◆ What to work on:
In the records below, the line containing "the wood grain" marks the start. Copy that line and everything after it exactly, through the last line.

◆ Dataset extract:
* * *
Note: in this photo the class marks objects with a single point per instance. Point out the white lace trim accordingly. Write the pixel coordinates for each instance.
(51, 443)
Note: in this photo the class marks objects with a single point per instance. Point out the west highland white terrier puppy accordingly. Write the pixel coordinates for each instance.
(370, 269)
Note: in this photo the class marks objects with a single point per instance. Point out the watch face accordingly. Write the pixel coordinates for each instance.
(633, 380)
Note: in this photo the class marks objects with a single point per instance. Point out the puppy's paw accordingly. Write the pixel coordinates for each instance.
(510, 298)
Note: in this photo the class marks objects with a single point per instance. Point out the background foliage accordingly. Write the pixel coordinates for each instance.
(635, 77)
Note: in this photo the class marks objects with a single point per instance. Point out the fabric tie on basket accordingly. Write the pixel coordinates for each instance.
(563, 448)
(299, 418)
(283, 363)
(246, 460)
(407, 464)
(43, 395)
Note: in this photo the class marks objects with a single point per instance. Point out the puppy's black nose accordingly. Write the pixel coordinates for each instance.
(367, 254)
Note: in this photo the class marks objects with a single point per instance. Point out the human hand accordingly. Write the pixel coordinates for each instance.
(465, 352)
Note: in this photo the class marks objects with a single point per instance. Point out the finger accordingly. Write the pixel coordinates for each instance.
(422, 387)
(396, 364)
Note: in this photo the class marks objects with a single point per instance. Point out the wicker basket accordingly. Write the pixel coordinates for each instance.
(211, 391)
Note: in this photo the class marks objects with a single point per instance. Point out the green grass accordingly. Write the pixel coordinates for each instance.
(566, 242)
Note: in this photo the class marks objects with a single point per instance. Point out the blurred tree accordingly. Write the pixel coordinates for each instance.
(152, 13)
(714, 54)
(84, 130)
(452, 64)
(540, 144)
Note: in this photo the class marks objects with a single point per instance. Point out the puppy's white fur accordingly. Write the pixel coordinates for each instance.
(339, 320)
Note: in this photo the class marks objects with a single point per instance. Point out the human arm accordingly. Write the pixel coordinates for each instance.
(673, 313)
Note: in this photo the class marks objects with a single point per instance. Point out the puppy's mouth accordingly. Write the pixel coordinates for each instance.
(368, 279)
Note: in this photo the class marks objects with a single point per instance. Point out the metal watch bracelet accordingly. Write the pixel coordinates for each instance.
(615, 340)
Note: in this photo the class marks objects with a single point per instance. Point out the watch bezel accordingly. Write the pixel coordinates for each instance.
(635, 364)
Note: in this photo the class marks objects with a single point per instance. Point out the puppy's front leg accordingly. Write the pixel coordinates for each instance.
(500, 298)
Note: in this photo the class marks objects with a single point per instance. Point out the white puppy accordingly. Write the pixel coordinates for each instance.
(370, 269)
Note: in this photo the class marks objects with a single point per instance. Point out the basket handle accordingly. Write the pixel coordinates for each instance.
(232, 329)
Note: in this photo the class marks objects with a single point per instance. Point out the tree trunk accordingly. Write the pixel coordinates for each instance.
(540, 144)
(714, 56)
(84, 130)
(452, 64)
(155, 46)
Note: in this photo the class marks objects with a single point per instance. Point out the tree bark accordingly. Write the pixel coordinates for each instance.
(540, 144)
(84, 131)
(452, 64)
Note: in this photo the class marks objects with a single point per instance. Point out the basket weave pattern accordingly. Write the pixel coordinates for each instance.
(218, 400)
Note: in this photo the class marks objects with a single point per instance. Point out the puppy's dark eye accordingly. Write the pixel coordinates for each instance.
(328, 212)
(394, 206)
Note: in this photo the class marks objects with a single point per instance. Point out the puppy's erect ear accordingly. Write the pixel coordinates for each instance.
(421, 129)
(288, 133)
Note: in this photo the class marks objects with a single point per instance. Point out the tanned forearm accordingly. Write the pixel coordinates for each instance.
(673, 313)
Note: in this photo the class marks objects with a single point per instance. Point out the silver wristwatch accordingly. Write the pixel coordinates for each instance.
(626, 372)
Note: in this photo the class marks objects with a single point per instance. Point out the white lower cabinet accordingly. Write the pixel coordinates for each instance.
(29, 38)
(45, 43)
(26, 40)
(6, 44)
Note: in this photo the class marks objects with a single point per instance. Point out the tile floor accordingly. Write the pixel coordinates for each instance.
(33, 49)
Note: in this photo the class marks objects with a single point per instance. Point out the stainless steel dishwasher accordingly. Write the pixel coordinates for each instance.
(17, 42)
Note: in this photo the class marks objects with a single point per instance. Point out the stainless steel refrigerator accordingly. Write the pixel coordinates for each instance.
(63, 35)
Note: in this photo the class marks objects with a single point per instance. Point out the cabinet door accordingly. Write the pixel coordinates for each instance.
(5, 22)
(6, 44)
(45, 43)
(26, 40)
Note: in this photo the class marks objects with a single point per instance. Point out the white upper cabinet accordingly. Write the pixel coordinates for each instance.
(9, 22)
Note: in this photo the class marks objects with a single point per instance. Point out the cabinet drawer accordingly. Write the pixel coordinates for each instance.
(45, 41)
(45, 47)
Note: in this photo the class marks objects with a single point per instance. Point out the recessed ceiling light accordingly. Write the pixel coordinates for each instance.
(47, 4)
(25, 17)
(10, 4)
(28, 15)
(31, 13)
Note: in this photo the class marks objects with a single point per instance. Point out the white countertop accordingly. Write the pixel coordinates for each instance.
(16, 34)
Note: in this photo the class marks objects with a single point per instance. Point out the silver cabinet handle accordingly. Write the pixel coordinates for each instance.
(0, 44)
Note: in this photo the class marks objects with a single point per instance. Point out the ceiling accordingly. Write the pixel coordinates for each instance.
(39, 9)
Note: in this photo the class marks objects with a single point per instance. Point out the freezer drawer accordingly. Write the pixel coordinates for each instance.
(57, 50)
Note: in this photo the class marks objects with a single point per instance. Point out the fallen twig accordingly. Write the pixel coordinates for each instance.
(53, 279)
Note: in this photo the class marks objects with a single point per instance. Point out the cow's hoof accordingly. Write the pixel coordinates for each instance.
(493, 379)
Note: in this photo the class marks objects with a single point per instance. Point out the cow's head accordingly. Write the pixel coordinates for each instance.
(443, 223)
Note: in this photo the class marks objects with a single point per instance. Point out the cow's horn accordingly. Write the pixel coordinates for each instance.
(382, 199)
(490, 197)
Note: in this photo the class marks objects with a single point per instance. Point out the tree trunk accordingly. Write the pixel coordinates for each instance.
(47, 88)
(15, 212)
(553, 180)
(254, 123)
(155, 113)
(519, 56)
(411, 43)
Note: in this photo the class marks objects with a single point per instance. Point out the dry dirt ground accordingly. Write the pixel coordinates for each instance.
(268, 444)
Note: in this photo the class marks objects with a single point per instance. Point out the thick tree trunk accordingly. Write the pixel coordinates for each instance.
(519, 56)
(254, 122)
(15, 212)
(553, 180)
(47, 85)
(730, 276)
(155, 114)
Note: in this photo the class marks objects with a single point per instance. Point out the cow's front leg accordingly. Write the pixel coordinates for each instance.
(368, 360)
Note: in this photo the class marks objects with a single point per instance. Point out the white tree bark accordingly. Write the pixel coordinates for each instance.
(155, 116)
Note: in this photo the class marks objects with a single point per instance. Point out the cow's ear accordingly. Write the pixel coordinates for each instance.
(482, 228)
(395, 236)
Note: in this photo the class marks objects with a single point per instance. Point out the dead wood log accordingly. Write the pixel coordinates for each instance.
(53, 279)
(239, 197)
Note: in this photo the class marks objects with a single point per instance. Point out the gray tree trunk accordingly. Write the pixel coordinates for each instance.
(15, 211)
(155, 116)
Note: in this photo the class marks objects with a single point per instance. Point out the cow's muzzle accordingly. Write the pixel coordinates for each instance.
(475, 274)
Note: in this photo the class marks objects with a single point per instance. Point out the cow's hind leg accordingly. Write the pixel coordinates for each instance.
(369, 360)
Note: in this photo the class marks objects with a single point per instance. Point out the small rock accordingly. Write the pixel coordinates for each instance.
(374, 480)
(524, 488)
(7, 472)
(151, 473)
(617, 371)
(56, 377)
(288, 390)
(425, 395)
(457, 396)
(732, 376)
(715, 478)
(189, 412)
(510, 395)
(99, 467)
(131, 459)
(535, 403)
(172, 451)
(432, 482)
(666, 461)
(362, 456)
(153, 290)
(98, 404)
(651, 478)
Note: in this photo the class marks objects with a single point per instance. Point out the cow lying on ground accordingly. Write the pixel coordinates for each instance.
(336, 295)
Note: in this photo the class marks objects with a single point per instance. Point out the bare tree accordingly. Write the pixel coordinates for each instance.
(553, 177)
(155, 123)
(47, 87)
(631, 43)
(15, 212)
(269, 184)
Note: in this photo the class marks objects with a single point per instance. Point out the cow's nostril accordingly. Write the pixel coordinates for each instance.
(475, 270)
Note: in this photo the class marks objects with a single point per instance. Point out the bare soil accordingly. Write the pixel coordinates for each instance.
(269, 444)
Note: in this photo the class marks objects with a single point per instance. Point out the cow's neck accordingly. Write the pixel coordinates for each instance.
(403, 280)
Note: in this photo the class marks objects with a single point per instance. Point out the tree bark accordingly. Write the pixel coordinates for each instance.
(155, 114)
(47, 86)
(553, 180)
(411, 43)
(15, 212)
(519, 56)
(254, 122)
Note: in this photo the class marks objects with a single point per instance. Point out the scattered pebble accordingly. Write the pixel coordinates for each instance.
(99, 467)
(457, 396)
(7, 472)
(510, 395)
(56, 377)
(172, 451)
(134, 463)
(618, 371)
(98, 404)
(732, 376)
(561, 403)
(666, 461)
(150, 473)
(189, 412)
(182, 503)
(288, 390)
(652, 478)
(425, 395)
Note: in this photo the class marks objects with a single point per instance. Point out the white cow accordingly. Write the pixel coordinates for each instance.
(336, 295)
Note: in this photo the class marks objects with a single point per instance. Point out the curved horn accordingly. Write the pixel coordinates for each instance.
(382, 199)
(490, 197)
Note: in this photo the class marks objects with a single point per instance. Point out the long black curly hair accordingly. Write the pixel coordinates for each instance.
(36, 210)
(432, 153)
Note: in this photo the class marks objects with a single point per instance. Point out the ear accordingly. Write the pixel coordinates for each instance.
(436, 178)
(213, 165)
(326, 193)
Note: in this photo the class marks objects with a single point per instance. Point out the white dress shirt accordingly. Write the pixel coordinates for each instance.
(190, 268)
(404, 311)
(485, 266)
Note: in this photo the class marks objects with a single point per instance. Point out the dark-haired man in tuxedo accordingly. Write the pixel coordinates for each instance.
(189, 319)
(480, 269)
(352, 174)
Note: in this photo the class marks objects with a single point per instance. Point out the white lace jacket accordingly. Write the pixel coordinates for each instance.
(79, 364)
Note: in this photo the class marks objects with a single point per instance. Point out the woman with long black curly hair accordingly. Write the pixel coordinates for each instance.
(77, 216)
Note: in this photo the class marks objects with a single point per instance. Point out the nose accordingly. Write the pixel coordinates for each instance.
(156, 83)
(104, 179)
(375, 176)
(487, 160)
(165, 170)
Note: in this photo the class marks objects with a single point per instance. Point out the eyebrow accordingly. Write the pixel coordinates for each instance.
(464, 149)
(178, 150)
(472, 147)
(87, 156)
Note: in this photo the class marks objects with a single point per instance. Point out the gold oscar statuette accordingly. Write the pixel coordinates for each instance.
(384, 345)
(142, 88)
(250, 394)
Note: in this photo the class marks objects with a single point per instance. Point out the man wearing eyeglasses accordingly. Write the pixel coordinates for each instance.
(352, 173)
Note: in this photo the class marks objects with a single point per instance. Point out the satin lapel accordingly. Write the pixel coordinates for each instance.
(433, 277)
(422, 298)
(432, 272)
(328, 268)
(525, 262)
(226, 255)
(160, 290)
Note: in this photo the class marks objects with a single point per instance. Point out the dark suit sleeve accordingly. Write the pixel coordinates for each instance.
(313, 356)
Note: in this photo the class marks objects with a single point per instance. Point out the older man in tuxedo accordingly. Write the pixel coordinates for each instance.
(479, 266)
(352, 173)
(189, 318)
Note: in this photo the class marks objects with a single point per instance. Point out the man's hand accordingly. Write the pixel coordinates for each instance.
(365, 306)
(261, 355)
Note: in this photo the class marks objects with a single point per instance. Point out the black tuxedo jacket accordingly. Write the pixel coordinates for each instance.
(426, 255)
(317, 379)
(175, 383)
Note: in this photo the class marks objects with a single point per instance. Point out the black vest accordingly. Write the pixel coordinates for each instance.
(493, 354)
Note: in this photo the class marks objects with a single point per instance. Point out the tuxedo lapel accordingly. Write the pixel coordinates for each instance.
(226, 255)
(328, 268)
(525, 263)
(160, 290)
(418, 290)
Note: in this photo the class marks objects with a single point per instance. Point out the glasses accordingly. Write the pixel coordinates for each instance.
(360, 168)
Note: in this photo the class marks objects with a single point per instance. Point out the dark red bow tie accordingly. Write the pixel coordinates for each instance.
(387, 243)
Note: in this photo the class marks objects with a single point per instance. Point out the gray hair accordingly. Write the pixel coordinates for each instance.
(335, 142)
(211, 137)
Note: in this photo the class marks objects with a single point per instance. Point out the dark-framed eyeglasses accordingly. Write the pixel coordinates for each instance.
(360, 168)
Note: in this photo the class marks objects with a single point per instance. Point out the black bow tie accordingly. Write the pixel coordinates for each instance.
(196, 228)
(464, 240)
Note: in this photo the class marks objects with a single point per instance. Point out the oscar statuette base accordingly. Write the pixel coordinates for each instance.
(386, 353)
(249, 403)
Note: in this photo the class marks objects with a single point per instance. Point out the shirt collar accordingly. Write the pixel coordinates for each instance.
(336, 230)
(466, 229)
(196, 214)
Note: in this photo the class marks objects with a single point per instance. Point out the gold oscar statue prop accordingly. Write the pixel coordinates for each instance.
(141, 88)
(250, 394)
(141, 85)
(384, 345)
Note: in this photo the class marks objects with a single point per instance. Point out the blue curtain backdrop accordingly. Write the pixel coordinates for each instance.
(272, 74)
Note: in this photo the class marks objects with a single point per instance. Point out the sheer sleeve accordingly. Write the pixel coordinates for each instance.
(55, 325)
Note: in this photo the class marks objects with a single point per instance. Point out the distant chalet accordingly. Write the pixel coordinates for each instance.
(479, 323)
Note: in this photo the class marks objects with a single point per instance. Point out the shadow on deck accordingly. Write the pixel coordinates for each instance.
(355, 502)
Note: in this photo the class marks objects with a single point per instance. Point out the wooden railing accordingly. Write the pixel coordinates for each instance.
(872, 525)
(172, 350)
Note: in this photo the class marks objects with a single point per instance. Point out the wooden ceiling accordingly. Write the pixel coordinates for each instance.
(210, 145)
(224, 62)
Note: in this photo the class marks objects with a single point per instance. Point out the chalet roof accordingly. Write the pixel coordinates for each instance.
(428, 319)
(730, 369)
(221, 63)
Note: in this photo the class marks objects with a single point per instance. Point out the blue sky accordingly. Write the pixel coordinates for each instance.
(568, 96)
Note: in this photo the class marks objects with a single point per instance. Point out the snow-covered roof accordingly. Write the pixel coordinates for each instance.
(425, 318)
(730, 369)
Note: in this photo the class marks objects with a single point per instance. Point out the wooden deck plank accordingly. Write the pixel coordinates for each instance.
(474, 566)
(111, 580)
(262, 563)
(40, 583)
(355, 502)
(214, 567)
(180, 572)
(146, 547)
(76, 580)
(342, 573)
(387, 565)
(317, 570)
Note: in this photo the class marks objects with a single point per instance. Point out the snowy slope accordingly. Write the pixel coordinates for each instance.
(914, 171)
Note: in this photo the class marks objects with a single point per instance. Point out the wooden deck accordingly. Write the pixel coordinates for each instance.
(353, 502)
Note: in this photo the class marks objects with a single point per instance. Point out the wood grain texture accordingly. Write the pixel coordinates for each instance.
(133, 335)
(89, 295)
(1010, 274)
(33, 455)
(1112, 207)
* * *
◆ Solution to the exercise:
Note: in this photo the class marks objects with a single point per instance. Point out the wood grain texture accordingly. Write the pixel coordinates for each instance.
(133, 335)
(89, 295)
(1010, 274)
(33, 455)
(1112, 207)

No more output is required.